• _Page extract_:
↓
See, e.g., Bergrin, 650 F.3d at 265 (stating that "[i]n considering a defense motion to dismiss an indictment, the district court [must] accept[] as true the factual allegations set forth in the indictment" (alterations in original) (quoting United States v. Besmajjan, 910 F.2d 1153, 1154 (3d Cir. 1990))).

See 21 U.S.C. § 841(a)(1) (providing that "[e]xcept as authorized . . . it shall be unlawful for any person knowingly or unknowingly . . . to manufacture, distribute, or possess with intent to manufacture, distribute, or dispense, a controlled substance").

The indictment also includes information necessary to "enable[] [Defendant] to plead an acquittal or conviction in bar of future prosecutions for the same offense." See Henry, 2008 WL 2795140, at *3 (E.D. Pa. July 17, 2008) (quoting Destio, 153 F. App'x at 892). The indictment, as noted previously, delineates the relevant time period and the types of controlled substances allegedly involved, demonstrating that Defendant has been provided with the necessary "factual orientation" to invoke double jeopardy. See, e.g., Huet, 665 F.3d at 596 (stating that the indictment was sufficient as to a specific count, which "specifie[d] the time period during which the violation occurred . . . and identifie[d] the specific weapon involved" and that, therefore, "[n]o more was required to allow [the defendant] to prepare her defense and invoke double jeopardy"). Moreover, the weight of authority generally compels the conclusion that this indictment is sufficient. See United States v. Gillette, 538 F.3d 63, 74 (3d Cir. 2013) (finding that an indictment was facially valid because "it listed the elements of [the relevant] statute[,] . . . alleged that [the defendant] violated each of the elements, and set forth a time period during which the alleged violations occurred"); see also United States v. Crabb, No. 4-07-cr-423, 2008 WL 794871, at *1 (M.D. Pa. Mar. 24, 2008) (denying motion to dismiss indictment in drug conspiracy case where the indictment "clearly contain[ed] the elements of the offenses charged" and apprised the defendant "of the charges against which he must defend" by alleging that the defendant and others "knowingly and intentionally conspired to possess with the intent to distribute 50 grams or more of cocaine base").

Notably, the district court in Crabb also stated that "[t]o the extent that [the] defendant's motion appears to take issue with the amount of discovery that has been provided by the [G]overnment . . . this clearly does not affect the sufficiency of the indictment under Rule 7(c)." See Crabb, 2008 WL 794871, at *1 (explaining reasoning for denial of motion to dismiss indictment). The Court finds this observation to be of note in the instant case, where Defendant takes issue with the amount of discovery that has been disclosed to him thus far (Doc. No. 45 at 4), because Defendant's arguments regarding discovery are inapposite for purposes of disposing of Defendant's motion to dismiss the indictment, where the Court is concerned only with whether the relevant charge has been sufficiently pled. See, e.g., United States v. Schueg, 1:14-cr-00070, 2015 WL 5311435, at *1 (M.D. Pa. Sept. 11, 2015) (acknowledging that the Court's inquiry on a motion to dismiss an indictment is "a narrow, limited analysis geared only toward[] ensuring that legally deficient charges do not go to a jury" (quoting Bergrin, 650 F.3d at 268)).
↑
• _Material provided_:
↓
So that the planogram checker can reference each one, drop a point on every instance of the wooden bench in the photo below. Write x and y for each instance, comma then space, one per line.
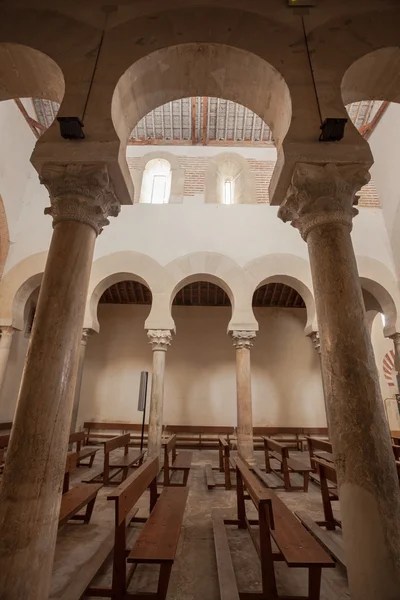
179, 462
85, 452
98, 431
158, 540
276, 522
224, 448
121, 464
279, 452
199, 436
327, 474
4, 441
76, 498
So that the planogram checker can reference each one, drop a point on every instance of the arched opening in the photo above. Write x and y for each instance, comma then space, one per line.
116, 355
200, 379
262, 88
156, 182
223, 153
285, 366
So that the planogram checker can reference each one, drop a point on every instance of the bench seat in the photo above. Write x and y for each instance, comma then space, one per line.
87, 453
127, 460
297, 466
77, 498
158, 541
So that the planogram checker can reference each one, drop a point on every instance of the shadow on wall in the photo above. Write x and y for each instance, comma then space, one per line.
287, 385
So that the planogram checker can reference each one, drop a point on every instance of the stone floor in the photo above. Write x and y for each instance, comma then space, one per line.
194, 575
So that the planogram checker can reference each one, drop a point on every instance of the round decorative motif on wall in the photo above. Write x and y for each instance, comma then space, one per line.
388, 367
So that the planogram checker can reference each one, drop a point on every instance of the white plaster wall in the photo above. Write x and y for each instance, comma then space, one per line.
385, 146
381, 346
200, 384
13, 374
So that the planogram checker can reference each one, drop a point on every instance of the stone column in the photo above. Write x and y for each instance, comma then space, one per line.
7, 333
159, 340
243, 341
320, 205
314, 337
396, 342
82, 351
81, 200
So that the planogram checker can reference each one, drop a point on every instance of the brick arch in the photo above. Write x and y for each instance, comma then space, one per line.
4, 237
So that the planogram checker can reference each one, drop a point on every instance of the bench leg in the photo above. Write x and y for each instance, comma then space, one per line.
89, 510
163, 580
185, 476
314, 583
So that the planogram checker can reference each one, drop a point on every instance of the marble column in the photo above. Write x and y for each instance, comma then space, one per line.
82, 351
396, 342
320, 204
160, 340
243, 341
7, 333
314, 337
81, 199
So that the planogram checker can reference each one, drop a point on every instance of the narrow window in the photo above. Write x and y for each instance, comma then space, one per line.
158, 191
228, 195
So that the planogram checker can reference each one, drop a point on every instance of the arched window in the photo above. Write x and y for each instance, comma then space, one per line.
228, 191
156, 182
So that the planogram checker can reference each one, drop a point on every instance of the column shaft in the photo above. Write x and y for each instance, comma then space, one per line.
30, 495
243, 341
156, 404
320, 204
160, 340
31, 489
5, 347
78, 387
244, 404
369, 490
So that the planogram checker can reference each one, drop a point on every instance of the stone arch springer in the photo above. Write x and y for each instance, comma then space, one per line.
16, 287
221, 270
129, 265
290, 270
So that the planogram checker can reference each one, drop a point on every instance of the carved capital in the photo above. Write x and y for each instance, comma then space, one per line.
314, 337
159, 339
243, 339
80, 192
323, 194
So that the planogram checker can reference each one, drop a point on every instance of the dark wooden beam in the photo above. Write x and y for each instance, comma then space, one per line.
35, 126
205, 119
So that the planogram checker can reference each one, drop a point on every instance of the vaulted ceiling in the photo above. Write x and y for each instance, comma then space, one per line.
203, 120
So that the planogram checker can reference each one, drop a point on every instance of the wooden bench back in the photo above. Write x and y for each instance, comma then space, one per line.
128, 493
169, 443
4, 441
315, 444
259, 494
326, 470
119, 441
275, 446
71, 462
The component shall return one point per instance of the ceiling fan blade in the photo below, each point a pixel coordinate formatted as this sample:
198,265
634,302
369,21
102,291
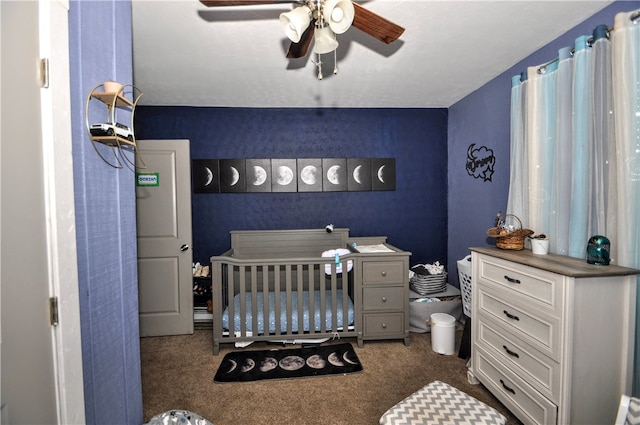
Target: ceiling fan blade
215,3
300,49
375,25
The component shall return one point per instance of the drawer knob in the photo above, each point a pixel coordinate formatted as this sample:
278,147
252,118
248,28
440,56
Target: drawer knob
512,280
511,353
506,387
510,316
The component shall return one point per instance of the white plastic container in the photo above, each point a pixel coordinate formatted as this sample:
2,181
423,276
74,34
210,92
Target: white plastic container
443,332
540,246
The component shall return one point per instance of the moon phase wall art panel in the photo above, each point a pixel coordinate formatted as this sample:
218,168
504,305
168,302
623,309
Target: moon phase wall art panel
383,172
258,175
309,175
284,175
334,177
358,174
261,175
206,176
232,175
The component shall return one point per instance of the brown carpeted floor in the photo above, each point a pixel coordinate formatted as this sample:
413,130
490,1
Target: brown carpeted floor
177,373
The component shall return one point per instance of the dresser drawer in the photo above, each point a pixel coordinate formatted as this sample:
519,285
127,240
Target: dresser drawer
386,324
528,404
531,285
377,272
383,298
541,330
537,369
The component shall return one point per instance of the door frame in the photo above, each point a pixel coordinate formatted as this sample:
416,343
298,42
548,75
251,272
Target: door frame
57,167
60,202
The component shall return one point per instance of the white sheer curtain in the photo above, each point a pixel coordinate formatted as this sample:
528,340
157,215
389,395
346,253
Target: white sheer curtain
575,147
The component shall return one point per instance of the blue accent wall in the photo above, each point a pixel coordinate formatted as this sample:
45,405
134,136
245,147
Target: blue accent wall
101,50
413,217
483,118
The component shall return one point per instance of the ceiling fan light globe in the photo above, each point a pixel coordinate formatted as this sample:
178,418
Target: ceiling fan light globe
325,41
294,23
339,14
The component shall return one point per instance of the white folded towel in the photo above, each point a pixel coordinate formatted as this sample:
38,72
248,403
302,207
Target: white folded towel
332,253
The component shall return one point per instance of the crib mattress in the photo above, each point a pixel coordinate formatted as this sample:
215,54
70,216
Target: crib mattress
284,318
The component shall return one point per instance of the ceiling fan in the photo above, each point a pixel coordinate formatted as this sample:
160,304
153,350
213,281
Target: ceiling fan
321,20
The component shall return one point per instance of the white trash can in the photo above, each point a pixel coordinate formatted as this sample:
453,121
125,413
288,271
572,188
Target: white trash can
443,332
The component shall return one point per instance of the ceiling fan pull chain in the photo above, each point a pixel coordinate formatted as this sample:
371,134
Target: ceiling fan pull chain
319,64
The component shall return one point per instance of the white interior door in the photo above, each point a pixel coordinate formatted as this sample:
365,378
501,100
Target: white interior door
165,277
41,366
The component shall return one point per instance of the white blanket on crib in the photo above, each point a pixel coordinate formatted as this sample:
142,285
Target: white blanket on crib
293,317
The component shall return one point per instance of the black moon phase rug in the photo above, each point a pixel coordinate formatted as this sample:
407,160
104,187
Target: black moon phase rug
318,360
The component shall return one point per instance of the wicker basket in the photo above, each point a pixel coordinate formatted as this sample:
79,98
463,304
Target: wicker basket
513,240
426,284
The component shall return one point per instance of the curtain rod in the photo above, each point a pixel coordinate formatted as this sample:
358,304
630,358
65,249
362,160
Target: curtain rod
542,68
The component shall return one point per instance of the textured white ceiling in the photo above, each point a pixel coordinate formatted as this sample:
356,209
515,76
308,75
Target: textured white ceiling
187,54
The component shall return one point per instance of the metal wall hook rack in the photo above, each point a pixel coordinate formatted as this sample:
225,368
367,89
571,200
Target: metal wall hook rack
112,133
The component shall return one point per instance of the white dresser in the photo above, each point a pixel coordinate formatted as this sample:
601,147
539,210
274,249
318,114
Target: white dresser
552,336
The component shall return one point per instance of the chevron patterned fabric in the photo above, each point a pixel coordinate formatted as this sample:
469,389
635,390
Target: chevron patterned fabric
441,404
633,414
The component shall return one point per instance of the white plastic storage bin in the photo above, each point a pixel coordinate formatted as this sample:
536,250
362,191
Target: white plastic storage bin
464,275
443,329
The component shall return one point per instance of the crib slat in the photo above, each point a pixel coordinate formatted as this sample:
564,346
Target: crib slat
265,298
289,309
300,294
253,281
311,284
334,299
278,306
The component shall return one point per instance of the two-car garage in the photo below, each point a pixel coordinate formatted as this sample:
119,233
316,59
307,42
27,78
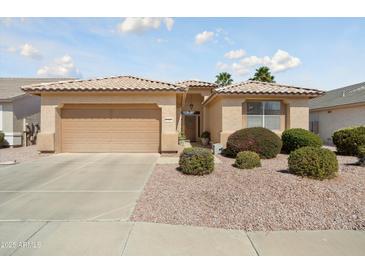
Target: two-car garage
110,128
111,114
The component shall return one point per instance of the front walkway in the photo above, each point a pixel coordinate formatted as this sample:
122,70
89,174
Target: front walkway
125,238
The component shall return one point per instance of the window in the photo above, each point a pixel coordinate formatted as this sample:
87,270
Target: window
264,114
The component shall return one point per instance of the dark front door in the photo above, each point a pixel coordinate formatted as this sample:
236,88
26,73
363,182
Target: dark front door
190,128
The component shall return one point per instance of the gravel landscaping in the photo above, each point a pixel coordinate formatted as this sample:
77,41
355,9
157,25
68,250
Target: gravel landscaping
264,198
20,154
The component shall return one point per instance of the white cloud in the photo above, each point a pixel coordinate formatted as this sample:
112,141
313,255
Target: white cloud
28,50
61,67
235,54
161,40
142,24
222,66
169,23
204,37
12,49
280,61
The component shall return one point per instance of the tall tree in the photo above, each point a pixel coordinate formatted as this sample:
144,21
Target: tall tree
224,79
263,74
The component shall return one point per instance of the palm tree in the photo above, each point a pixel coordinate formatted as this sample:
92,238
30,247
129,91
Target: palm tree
263,74
224,79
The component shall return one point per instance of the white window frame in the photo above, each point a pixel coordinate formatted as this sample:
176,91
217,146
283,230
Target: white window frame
263,115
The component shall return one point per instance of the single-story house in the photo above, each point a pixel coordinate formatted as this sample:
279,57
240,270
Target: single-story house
18,108
131,114
336,109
↑
• _Work to complete_:
(a) According to the court passage, what amount of cocaine base did the indictment in Crabb allege the defendant conspired to possess with intent to distribute?
(b) Rewrite the part of the court passage that opens with the words containing "See, e.g., Bergrin, 650" and closes with "(3d Cir. 1990))).", switching "district court" to "trial court".

• _Solutions to the problems_:
(a) 50 grams or more of cocaine base.

(b)
See, e.g., Bergrin, 650 F.3d at 265 (stating that "[i]n considering a defense motion to dismiss an indictment, the trial court [must] accept[] as true the factual allegations set forth in the indictment" (alterations in original) (quoting United States v. Besmajjan, 910 F.2d 1153, 1154 (3d Cir. 1990))).